▶ [BRIEF]: Whenever a line below holds the word "window", count it; then give the total and nothing else.

(Dataset entries)
-- Opening Marker --
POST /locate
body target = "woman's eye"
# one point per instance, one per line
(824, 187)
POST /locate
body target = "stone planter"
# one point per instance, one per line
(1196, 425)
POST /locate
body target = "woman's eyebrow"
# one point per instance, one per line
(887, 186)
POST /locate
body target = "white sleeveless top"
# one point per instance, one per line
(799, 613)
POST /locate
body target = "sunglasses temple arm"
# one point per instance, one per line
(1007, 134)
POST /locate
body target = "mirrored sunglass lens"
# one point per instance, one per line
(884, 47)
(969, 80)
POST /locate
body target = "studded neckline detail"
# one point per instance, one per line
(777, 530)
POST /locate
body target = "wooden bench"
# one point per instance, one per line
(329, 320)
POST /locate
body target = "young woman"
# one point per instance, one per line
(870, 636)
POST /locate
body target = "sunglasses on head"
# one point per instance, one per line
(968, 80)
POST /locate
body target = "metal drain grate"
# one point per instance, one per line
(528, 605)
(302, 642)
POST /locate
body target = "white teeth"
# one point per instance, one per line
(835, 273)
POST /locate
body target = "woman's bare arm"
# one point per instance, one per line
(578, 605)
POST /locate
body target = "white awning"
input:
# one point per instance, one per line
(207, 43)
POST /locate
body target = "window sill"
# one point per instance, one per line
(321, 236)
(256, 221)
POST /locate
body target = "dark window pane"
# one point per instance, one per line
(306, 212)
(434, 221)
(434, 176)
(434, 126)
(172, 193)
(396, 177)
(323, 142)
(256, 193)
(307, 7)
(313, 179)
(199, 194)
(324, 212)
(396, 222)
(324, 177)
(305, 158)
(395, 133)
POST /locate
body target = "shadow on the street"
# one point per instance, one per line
-- Closing Marker --
▶ [TASK RESULT]: 2